▶ [Stated task A] In the passage on subspace similarity, how long does the Monte Carlo simulation take to run?
▶ [Stated task B] From the passage on subspace similarity, copy word for word the stretch starting with "I think it would" and going on through "that $\mathbb E[w]=k^2/d$.".

▶ [Passage]
+++
Your question is about a random variable $$w=\mathrm{tr}(AA^\top BB^\top) = \|A^\top B\|^2,$$ where $A$ and $B$ are $d\times k$ matrices with orthonormal columns. Note that $A^\top B$ is a $k \times k$ square matrix, where each element is a dot product between two random unit vectors in $d$ dimensions. Different vectors are not independent (because they have to be orthogonal), but with $d=2000 \gg k$ I hope this can be ignored. Then we can consider $A^\top B$ as a matrix of $k^2$ independent draws of $t$, and its squared norm is a random variable $$w=\sum_{i=1}^{k^2} t^2_i = \sum_{i=1}^{k^2} (2u_i-1)^2.$$

I think it would be difficult to obtain an analytical expression for the PDF of a sum of $k^2$ beta distributed random variables, but thanks to the central limit theorem, it will rapidly approach a normal distribution (see a related thread on math.SE). To specify this normal distribution, we need to compute its mean and variance. The mean is easy: mean of $t$ is zero, so mean of $t^2$ is equal to the variance of $t$, which is $1/d$. This means that $\mathbb E[w]=k^2/d$.

Computing the variance is a huge mess that I started but cannot finish that embarrassingly enough took me hours. Here are some auxiliary formulas that I derived by looking up the formula for the raw moments of beta distribution $$\mathbb E[X^q] = \prod_{r=0}^{q-1}\frac{\alpha+r}{\alpha+\beta+r}, \;\;\; X \sim \mathrm{Beta}(\alpha,\beta),$$ and plugging in $\alpha=\beta=(d-1)/2$: \begin{align} \mathbb E[u]&=1/2, \\ \mathbb E[u^2] &= \frac{d+1}{4d}, \\ \mathbb E[u^3] &= \frac{d+3}{8d}, \\ \mathbb E[u^4] &= \frac{(d+3)(d+5)}{16d(d+2)}. \end{align}

Using this, one can derive the variance of $w$ starting from $$\mathrm{Var}[w] = k^2 \mathrm{Var}[(2u-1)^2] = k^2 \mathbb E[(2u-1)^4]-k^2(\mathbb E[(2u-1)^2])^2.$$ I omit the tedious arithmetics, and skip directly to the answer: $$\mathrm{Var}[w] = k^2 \frac{2(d-1)}{d^2(d+2)}.$$ The conclusion is that asymptotically $$w \mathrel{\dot\sim} \mathcal N\left(k^2\frac{1}{d}, \; k^2 \frac{2(d-1)}{d^2(d+2)}\right) \mathrel{\dot\sim} \mathcal N\left(\frac{k^2}{d}, \; \frac{2k^2}{d^2}\right).$$

A quick simulation in Matlab confirms this result:

Similarity between subspaces

Here is the code I used to produce this figure ($d=2000$, $k=50$, number of Monte Carlo repetitions is $n=1000$; this runs for 17 seconds on my computer):

d = 2000;
k = 50;
n_iter = 1000;

tic
for rep = 1:n_iter
    A = randn(d,k);
    [A,~,~] = svd(A,0);  %// orthogonalizing
    B = randn(d,k);
    [B,~,~] = svd(B,0);  %// orthogonalizing

    w(rep) = sum(sum((transpose(A)*B).^2)); %// = trace(A*A'*B*B'), but faster!
+++
[Excerpts of location labeling data]
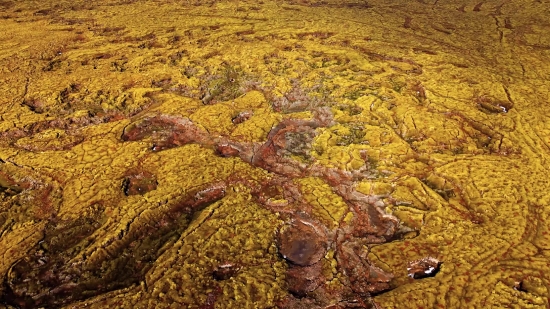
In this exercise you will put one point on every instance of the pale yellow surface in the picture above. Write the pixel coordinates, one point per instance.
(407, 81)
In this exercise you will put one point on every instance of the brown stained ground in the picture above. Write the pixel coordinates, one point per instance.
(260, 154)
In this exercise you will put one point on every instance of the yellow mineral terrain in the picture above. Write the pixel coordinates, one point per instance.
(275, 154)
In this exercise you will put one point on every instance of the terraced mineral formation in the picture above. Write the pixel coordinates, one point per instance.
(274, 154)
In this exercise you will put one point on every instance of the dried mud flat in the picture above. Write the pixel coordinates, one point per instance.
(264, 154)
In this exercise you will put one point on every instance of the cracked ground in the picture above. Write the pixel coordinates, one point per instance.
(274, 154)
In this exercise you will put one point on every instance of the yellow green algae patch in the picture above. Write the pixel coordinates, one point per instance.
(327, 206)
(151, 152)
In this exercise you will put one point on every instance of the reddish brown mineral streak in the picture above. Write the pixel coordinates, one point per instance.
(304, 242)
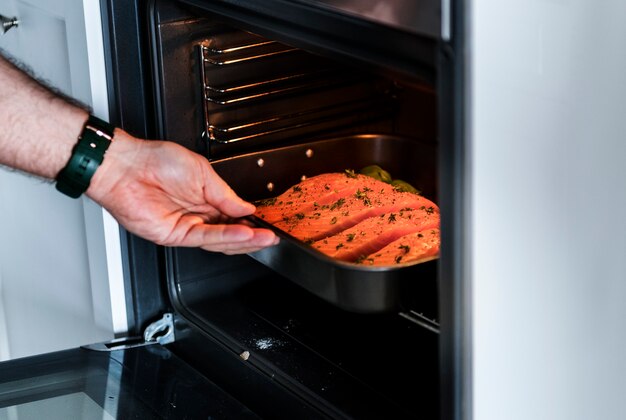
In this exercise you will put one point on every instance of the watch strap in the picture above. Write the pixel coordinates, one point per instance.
(87, 155)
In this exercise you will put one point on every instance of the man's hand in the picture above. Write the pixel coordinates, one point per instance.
(171, 196)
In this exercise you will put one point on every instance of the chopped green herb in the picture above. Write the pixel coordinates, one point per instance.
(337, 204)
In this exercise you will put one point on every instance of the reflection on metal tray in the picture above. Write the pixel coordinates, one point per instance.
(353, 287)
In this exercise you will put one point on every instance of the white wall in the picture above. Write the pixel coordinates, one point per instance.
(547, 133)
(54, 267)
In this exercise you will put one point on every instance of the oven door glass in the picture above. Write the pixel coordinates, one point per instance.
(142, 382)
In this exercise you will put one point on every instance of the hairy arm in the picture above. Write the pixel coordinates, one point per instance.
(155, 189)
(39, 128)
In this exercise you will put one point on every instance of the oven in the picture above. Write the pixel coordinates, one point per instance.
(272, 93)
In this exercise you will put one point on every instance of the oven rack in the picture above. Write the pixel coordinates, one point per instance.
(255, 90)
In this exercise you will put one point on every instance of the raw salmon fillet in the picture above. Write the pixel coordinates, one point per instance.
(356, 218)
(375, 233)
(315, 192)
(330, 219)
(410, 248)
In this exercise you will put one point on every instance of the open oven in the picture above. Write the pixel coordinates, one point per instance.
(272, 92)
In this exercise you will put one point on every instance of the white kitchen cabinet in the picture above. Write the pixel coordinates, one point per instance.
(548, 199)
(60, 261)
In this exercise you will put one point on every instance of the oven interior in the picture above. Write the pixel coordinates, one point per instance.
(227, 90)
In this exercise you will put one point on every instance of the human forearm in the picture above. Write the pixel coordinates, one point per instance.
(38, 128)
(157, 190)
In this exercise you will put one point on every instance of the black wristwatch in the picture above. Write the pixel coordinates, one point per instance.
(87, 155)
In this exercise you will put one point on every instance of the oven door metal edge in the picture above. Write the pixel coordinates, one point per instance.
(132, 378)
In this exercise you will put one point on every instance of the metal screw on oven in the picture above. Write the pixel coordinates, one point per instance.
(8, 23)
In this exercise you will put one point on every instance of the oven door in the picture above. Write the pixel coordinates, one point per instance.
(143, 382)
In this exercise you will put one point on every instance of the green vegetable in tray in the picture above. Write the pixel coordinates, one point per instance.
(404, 186)
(380, 174)
(376, 172)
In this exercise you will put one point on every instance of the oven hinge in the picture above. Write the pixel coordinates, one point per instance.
(158, 332)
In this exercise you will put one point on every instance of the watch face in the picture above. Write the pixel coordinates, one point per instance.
(87, 155)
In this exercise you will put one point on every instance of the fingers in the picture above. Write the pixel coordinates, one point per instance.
(219, 194)
(229, 239)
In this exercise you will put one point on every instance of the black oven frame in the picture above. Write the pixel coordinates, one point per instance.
(128, 72)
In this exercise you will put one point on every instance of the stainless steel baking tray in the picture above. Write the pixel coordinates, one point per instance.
(354, 287)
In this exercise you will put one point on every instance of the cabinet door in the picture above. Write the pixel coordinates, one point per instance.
(54, 268)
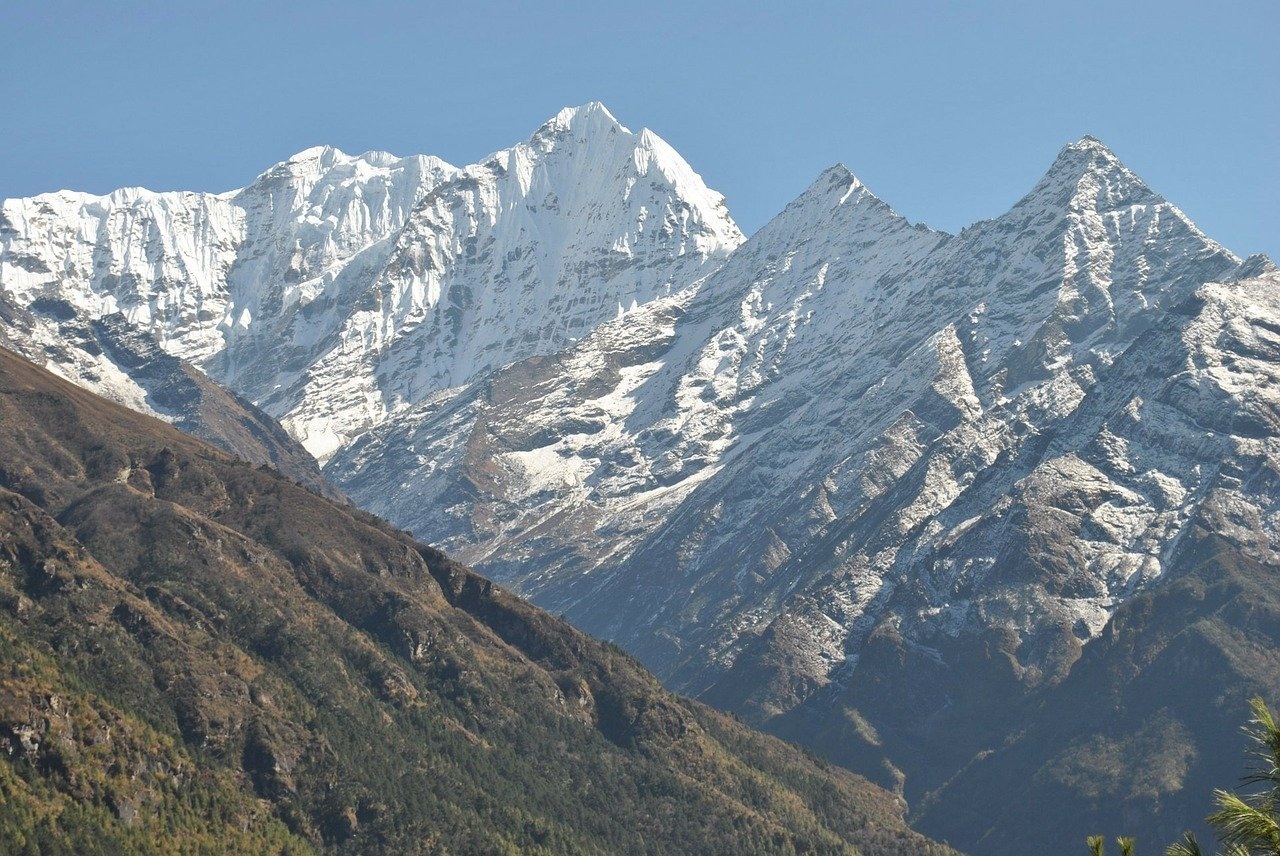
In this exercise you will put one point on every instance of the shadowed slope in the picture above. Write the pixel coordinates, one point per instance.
(315, 667)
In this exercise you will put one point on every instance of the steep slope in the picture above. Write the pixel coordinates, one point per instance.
(1148, 722)
(256, 665)
(337, 289)
(869, 484)
(118, 361)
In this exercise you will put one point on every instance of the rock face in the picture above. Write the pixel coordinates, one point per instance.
(871, 484)
(868, 484)
(338, 289)
(112, 356)
(199, 653)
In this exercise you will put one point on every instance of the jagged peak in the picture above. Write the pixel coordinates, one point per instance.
(1088, 175)
(586, 118)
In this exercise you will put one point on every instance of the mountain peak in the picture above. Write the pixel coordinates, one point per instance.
(1088, 175)
(586, 118)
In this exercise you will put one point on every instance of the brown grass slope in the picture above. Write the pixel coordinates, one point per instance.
(297, 674)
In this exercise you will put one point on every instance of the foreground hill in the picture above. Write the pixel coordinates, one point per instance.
(201, 654)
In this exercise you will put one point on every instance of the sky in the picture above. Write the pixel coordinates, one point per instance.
(949, 110)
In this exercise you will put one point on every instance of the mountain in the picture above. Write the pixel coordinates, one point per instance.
(114, 358)
(871, 485)
(883, 490)
(337, 289)
(200, 653)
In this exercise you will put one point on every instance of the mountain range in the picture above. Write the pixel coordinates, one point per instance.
(892, 493)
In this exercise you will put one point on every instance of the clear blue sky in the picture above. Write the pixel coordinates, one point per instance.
(949, 110)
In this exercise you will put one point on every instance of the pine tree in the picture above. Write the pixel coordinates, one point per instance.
(1249, 824)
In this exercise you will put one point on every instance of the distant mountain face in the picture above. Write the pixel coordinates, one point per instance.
(199, 653)
(338, 289)
(871, 485)
(112, 356)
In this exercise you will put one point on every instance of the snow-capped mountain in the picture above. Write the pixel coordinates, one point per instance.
(337, 289)
(867, 483)
(860, 430)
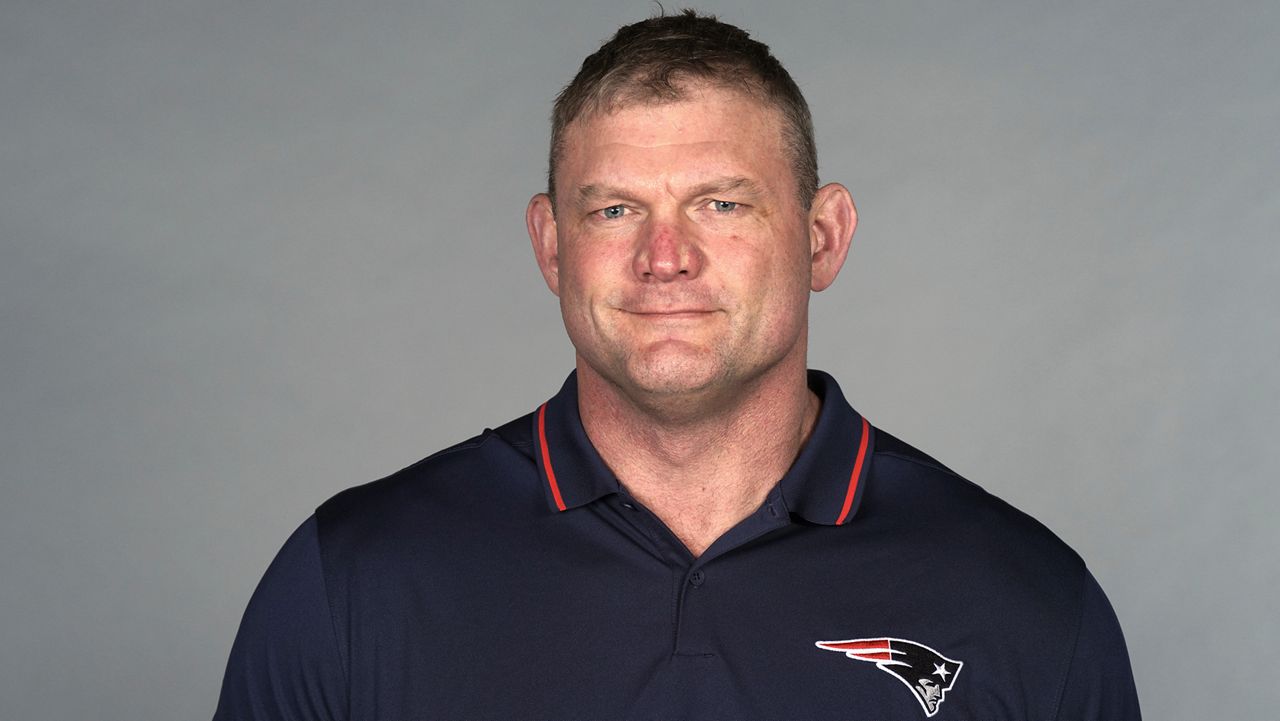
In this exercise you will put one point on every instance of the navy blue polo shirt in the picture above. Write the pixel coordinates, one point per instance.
(513, 578)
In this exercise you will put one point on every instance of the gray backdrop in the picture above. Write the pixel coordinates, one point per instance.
(252, 255)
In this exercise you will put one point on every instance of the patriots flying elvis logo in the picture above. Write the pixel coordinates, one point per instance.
(927, 672)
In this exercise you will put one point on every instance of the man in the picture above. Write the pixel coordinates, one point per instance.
(695, 521)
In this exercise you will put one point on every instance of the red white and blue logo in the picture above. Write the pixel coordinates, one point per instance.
(927, 672)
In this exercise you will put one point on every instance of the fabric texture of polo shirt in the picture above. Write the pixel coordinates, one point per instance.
(513, 578)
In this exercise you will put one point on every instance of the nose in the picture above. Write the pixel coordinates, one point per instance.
(666, 252)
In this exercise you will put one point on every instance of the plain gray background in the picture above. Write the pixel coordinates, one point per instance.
(252, 254)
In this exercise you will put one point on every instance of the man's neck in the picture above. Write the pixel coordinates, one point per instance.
(700, 465)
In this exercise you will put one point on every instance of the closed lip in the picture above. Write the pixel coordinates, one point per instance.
(672, 313)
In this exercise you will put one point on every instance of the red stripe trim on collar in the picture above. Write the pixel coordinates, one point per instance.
(853, 478)
(547, 457)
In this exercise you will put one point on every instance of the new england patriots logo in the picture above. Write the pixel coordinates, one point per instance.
(927, 672)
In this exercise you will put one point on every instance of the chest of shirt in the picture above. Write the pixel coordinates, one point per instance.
(597, 615)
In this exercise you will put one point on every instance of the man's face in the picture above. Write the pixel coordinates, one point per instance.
(679, 250)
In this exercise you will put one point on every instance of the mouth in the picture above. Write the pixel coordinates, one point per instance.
(671, 314)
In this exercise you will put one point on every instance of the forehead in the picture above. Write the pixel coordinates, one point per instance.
(707, 129)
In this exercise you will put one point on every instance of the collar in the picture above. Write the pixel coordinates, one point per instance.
(824, 484)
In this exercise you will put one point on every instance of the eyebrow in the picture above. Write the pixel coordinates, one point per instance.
(593, 192)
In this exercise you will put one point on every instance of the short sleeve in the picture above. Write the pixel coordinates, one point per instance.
(1100, 680)
(284, 664)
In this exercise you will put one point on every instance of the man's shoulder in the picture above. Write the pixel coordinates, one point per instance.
(475, 477)
(923, 497)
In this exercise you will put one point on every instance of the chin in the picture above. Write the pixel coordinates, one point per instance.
(675, 373)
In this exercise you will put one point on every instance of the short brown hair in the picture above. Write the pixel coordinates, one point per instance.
(653, 62)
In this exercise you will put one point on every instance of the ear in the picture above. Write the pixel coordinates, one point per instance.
(832, 219)
(540, 220)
+++
▶ [Exercise solution A] 17 seconds.

▶ [Exercise solution B]
I think it would be difficult to obtain an analytical expression for the PDF of a sum of $k^2$ beta distributed random variables, but thanks to the central limit theorem, it will rapidly approach a normal distribution (see a related thread on math.SE). To specify this normal distribution, we need to compute its mean and variance. The mean is easy: mean of $t$ is zero, so mean of $t^2$ is equal to the variance of $t$, which is $1/d$. This means that $\mathbb E[w]=k^2/d$.